■ **TASK DETAILS**
Please copy the records below word for word, from the line that contains "[mask] outline shield emblem on logo" through the end of the records, including both of those lines.

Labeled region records
────────────────

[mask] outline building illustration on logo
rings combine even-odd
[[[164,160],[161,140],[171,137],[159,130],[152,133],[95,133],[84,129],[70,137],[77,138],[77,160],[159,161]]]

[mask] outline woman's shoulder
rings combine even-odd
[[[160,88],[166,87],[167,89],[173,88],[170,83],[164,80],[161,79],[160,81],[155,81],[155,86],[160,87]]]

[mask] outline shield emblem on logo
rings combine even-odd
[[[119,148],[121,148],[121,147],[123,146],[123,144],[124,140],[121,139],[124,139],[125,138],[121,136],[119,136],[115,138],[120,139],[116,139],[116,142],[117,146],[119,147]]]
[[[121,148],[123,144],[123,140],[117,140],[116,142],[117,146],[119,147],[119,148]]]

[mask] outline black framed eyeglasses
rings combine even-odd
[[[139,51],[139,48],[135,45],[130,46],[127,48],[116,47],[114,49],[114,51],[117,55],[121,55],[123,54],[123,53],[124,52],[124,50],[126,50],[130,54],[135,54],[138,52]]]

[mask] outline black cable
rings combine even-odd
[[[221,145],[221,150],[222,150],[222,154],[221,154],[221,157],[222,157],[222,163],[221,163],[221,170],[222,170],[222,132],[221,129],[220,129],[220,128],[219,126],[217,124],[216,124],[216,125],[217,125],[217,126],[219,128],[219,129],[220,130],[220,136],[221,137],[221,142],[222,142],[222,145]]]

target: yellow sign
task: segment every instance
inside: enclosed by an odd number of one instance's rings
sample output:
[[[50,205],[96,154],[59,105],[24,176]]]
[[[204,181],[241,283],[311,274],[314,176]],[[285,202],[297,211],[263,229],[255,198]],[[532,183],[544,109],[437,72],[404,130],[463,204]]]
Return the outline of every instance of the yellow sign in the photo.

────────────────

■ **SOLVED PROBLEM**
[mask] outline shield emblem on logo
rings combine even-odd
[[[119,148],[121,148],[121,147],[123,146],[123,144],[124,140],[121,139],[124,139],[125,138],[121,136],[119,136],[115,138],[120,139],[116,139],[116,142],[117,146],[119,147]]]
[[[121,148],[123,144],[123,140],[117,140],[116,142],[117,146],[119,147],[119,148]]]

[mask] outline black framed eyeglasses
rings combine even-odd
[[[139,51],[139,48],[135,45],[130,46],[127,48],[116,47],[114,49],[114,51],[117,55],[121,55],[123,54],[123,53],[124,52],[124,50],[126,50],[130,54],[135,54],[138,52]]]

[mask] outline black cable
rings combine even-odd
[[[221,145],[221,150],[222,150],[222,154],[221,154],[221,157],[222,157],[222,163],[221,163],[221,170],[222,170],[222,132],[221,129],[220,129],[220,128],[219,126],[217,124],[216,124],[216,125],[217,125],[217,126],[219,128],[219,129],[220,130],[220,136],[221,137],[221,142],[222,142],[222,145]]]

target: yellow sign
task: segment every instance
inside: enclosed by an odd number of one instance's rings
sample output:
[[[50,205],[96,154],[59,105],[24,176]]]
[[[204,181],[241,283],[311,274],[314,176]],[[285,202],[297,211],[263,229],[255,198]],[[532,183],[544,109],[437,72],[404,130],[463,204]]]
Return the outline of every instance of the yellow sign in the photo.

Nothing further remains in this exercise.